# TASK
Which lines in the records below contain the word "provide"? Gather every one of them, treating uppercase and lowercase as different.

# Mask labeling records
..........
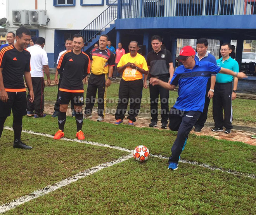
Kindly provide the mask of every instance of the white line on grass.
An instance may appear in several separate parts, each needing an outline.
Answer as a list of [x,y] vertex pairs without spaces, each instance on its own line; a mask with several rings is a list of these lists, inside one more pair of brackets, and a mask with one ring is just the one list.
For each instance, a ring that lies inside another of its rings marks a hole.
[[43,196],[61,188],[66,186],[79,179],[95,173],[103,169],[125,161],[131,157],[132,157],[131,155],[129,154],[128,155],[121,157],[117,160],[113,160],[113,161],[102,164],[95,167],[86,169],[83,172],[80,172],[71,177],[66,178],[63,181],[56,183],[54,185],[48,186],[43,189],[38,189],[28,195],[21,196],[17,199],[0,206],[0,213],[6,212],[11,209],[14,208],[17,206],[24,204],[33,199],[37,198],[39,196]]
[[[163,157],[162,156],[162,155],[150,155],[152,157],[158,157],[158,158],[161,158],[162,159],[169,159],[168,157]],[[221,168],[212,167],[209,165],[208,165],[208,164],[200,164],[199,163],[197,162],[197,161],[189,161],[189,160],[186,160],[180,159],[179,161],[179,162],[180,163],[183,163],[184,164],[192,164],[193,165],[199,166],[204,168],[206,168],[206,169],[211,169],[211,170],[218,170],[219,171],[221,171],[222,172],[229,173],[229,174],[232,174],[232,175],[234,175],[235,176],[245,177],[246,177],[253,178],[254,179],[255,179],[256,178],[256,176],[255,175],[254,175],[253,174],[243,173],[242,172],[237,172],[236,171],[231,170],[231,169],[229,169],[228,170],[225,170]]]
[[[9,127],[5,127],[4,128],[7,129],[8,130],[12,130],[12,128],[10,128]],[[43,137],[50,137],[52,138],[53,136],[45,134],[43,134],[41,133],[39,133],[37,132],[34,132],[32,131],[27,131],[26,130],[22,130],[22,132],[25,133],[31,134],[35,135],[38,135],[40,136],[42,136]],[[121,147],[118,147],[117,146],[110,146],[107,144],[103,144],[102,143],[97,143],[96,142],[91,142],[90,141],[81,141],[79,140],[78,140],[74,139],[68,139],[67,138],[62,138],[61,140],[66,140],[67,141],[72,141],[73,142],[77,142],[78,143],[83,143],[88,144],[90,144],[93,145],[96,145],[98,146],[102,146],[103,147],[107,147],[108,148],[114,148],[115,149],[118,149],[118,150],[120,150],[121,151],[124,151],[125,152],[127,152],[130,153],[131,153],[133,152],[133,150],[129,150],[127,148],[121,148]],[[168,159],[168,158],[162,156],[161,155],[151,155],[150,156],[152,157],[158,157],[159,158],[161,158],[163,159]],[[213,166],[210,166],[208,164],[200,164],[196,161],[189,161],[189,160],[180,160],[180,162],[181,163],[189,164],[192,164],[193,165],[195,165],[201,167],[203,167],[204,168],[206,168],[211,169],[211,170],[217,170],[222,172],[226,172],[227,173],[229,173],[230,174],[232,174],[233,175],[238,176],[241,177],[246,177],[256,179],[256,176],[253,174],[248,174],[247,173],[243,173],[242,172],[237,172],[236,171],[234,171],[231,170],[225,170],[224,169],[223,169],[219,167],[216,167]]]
..........
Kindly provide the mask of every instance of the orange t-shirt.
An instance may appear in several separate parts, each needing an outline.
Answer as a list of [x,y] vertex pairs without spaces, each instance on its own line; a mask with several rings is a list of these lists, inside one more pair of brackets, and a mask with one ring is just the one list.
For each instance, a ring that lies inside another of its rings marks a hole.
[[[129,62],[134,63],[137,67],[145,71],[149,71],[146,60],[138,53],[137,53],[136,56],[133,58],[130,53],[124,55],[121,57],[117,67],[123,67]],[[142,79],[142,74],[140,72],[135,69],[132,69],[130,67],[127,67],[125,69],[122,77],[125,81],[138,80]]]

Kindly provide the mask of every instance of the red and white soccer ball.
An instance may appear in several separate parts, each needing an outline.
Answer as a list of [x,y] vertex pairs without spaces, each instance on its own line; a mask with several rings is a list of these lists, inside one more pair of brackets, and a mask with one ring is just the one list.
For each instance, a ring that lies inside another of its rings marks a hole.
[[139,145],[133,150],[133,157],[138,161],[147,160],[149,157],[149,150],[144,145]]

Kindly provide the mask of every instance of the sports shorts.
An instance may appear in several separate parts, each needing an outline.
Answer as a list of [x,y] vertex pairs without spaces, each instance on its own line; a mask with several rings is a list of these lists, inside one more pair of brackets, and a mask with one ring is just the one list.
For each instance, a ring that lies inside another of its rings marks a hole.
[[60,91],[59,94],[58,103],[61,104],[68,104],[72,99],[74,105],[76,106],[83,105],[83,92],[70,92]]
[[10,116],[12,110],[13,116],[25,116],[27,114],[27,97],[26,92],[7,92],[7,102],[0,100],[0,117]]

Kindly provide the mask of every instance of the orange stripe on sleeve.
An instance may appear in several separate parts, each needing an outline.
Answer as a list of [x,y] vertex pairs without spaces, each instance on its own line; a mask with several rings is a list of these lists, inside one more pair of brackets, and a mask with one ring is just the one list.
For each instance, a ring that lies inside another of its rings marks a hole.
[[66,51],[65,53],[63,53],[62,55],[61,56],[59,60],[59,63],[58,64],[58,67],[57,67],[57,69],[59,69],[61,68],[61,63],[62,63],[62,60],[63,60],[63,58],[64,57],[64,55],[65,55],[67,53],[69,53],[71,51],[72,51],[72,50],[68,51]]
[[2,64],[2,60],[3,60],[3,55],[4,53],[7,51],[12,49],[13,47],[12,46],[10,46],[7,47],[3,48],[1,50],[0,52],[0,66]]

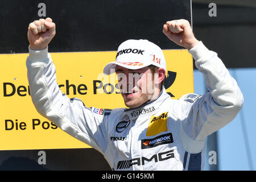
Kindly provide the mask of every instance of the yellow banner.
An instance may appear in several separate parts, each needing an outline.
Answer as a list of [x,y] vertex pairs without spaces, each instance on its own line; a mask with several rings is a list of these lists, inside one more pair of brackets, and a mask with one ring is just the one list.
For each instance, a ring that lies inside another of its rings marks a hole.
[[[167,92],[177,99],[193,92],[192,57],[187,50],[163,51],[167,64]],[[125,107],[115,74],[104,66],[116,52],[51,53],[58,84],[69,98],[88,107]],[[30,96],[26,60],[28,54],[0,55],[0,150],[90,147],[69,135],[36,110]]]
..........
# RESPONSE FOR THIS EXERCISE
Kindly provide the mask of every instance of the white line on grass.
Kindly provide the mask of every instance of the orange t-shirt.
Kindly provide the mask of every instance of the red and white soccer ball.
Kindly provide the mask of every instance of the sports shorts.
Kindly provide the mask of every instance of the orange stripe on sleeve.
Kindly provide the mask of every instance of the yellow banner.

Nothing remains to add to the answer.